**RECORDS PROVIDED:**
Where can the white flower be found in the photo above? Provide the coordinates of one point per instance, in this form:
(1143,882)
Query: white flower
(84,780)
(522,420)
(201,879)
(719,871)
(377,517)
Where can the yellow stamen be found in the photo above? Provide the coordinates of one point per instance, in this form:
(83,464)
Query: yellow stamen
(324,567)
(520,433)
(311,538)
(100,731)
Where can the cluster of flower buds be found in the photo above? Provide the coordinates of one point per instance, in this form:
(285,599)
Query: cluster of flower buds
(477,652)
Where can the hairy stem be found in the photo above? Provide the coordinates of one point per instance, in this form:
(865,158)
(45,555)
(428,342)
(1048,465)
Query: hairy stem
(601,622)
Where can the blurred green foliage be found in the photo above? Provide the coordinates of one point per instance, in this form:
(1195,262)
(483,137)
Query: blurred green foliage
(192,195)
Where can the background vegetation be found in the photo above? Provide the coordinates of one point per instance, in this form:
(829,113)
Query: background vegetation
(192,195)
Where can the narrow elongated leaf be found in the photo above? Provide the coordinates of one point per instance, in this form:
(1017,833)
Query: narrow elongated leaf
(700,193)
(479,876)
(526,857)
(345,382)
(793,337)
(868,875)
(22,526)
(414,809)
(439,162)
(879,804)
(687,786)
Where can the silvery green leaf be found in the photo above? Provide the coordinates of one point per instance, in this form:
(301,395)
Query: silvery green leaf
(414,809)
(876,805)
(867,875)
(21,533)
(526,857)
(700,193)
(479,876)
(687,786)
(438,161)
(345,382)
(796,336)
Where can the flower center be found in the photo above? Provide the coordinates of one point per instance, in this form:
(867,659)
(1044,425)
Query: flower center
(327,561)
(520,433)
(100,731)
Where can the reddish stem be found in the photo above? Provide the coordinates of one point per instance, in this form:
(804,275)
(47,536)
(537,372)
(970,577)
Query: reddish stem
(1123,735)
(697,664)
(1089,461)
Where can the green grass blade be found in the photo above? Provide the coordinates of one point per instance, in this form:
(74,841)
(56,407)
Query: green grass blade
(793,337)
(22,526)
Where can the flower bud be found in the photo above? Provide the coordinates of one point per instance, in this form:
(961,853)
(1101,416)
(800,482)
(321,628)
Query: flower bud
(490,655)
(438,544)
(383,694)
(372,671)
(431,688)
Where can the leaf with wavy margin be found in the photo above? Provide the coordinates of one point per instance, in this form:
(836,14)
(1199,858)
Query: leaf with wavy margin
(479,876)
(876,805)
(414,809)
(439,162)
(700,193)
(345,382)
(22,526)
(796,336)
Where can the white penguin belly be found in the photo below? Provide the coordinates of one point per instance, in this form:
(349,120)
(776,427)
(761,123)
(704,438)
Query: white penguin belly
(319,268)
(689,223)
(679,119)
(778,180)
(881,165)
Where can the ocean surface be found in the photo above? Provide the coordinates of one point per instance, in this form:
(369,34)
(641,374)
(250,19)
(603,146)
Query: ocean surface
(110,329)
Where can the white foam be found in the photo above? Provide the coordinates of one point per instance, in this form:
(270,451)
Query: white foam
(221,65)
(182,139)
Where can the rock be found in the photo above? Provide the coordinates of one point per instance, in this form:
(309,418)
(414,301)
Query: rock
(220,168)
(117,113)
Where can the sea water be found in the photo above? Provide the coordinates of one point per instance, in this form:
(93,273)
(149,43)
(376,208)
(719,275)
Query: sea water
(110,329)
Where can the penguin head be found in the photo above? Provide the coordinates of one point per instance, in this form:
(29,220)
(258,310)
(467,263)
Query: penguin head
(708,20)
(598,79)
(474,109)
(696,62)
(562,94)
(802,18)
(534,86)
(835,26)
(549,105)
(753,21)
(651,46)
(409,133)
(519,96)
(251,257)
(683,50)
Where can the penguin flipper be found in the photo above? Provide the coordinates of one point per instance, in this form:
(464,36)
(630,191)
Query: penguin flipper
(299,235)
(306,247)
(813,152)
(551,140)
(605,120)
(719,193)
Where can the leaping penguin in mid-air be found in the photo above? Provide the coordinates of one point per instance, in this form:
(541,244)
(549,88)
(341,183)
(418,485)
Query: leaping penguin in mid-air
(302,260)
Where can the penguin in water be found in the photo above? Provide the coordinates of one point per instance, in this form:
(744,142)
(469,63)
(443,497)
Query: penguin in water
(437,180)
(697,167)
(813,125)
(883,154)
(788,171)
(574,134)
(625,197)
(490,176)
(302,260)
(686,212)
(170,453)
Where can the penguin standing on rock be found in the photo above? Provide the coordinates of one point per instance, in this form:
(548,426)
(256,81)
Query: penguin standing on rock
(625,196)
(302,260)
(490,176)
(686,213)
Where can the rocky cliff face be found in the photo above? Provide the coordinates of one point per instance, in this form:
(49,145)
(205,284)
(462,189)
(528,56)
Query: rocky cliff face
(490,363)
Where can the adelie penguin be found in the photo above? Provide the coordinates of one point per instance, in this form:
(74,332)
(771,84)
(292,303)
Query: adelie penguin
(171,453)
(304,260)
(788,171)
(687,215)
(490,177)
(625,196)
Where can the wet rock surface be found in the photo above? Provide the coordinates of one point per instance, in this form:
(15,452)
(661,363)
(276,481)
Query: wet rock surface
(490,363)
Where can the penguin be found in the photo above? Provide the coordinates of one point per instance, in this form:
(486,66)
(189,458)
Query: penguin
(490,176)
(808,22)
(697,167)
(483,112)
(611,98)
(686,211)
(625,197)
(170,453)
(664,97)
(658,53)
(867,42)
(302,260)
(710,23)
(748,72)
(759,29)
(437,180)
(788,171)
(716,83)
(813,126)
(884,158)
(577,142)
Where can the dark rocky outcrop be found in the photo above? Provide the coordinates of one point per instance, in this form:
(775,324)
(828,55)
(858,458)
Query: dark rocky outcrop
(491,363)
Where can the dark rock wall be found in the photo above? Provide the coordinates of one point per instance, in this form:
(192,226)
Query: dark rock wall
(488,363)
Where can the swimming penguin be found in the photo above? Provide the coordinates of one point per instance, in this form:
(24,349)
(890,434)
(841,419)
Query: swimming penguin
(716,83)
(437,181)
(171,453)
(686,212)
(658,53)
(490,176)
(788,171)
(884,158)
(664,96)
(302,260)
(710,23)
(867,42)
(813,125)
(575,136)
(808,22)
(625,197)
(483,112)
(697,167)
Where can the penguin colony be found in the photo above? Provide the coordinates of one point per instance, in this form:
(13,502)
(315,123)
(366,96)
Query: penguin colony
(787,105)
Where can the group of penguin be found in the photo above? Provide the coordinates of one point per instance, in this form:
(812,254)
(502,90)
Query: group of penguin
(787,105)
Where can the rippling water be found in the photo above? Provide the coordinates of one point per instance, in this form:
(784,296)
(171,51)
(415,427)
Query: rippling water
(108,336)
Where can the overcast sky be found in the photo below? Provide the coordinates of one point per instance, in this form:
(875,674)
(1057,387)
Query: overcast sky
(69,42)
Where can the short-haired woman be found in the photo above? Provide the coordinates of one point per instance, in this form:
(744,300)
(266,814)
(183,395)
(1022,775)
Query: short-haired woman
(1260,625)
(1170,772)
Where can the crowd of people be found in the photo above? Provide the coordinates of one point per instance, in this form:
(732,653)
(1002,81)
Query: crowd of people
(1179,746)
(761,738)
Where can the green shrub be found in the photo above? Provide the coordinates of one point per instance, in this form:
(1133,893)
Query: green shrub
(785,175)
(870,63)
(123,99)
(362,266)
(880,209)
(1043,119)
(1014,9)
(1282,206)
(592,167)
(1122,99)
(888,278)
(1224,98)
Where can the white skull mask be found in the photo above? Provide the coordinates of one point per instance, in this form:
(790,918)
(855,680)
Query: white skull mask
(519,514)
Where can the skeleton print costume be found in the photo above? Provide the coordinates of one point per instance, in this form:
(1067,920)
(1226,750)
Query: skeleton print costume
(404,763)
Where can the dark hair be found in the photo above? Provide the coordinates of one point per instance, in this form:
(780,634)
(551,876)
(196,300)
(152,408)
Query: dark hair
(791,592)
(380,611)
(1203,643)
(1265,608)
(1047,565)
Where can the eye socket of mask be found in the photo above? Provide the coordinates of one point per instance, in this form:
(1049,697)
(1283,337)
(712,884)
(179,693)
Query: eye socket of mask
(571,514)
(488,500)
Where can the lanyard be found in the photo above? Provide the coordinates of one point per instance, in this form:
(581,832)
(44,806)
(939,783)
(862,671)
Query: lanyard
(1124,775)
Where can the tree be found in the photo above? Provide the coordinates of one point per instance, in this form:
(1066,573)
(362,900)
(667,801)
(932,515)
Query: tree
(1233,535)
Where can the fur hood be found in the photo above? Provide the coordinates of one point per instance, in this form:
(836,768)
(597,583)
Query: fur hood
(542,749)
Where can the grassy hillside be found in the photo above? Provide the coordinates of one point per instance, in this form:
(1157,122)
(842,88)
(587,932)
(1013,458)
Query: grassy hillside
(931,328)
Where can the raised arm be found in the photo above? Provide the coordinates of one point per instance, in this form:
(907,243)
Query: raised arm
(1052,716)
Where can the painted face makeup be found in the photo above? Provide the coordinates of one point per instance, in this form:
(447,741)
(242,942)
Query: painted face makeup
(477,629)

**WHAT YOU ARE ASKED TO DO:**
Look through the entries and return each line that has the word "below" in it.

**EXERCISE ANSWER:**
Where can the white penguin belly be found in the photo below? Provide the coordinates of one point per instance, in this form:
Where can the overcast sky be found in the photo below? Provide the coordinates of one point per instance, in this form:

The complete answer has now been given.